-- Start --

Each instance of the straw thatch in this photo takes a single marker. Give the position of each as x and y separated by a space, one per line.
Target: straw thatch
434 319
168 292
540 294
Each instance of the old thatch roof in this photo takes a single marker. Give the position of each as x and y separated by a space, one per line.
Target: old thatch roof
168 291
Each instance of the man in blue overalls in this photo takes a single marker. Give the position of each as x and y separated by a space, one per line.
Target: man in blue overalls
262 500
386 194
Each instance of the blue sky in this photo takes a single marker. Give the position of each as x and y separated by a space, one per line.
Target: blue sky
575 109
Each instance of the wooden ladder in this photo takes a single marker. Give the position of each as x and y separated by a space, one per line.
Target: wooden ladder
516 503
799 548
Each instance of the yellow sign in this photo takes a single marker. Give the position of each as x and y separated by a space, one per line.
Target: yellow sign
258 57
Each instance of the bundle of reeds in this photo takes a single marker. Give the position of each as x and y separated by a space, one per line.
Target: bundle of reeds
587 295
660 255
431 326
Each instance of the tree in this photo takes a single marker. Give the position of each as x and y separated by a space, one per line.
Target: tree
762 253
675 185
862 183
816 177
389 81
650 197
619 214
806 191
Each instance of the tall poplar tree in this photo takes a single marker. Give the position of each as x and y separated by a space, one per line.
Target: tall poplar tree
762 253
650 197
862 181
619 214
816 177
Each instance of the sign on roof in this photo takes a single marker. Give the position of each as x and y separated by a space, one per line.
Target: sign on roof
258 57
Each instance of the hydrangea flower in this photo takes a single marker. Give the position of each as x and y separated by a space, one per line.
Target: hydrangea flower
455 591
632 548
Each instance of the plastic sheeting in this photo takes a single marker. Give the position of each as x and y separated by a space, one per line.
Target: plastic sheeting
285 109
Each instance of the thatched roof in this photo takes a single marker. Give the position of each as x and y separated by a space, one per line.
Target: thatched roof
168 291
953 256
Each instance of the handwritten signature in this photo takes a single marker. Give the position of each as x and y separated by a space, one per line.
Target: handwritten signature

-- End --

◆ Instructions for the task
Transcribe the material exactly as it reads.

◆ Answer to the task
Each instance of the straw thatch in this photo takes a single marker. Give the position of each as x and y separated by a space, one per line.
Target: straw thatch
434 319
168 292
540 294
Each instance of the old thatch roof in this photo takes a single marker. Give the position of each as x and y separated by a space, one per line.
Target: old thatch roof
168 291
Each instance of the man in blue overalls in this photo takes a single marker. Give the position of each as x and y separated by a space, one per line.
Target: man in blue overalls
262 500
386 194
Each instance of the blue sky in this photo takes a single marker. Give the position of each as x and y separated by a space, one per line.
Target: blue sky
575 109
Each instance of the wooden ladder in this photo takes a single marker. Give the position of each as x and y separated by a space, one per line.
Target: wooden ladder
516 503
799 548
Each instance of the yellow sign in this photo takes a single marker. Give the position of each as x and y separated by a space, one per line.
Target: yellow sign
258 57
Each instance of the bundle of reeds in this photo takes a single marker. Give the position of each as x and y separated by a space, one per line.
Target: bundle of reeds
587 295
660 255
431 326
Each instance of the tree in this photo takes a single marker. Give the position of each as x and y separated by a space, one per line.
Target: tree
762 253
675 185
862 183
816 177
389 81
650 197
619 214
806 191
Each instance of the tall poplar tree in this photo takes a single marker. Give the position of each as x and y separated by a space, one per line.
Target: tall poplar tree
762 253
650 197
862 181
619 214
816 177
Each instance of the sign on roof in this photo takes a single marker. Give the position of each as x and y separated by a space, one per line.
Target: sign on roof
258 57
Each instance of the hydrangea flower in this photo takes a single marker. Give the position of each as x and y separated by a space, one per line.
Target: hydrangea flower
455 591
632 548
Each instance of the plastic sheeting in this photo takes a single marker. Give the position of each as x and y separated by a space, one per line.
Target: plastic sheeting
285 109
Each instance of the thatched roof in this photo takes a single marker. Give the position of each as x and y separated by a space, one per line.
Target: thatched roof
168 291
953 256
Each instance of the handwritten signature in this photo takes a single marker. Give the position of each as x and y separated by a space, one per line.
Target: handwritten signature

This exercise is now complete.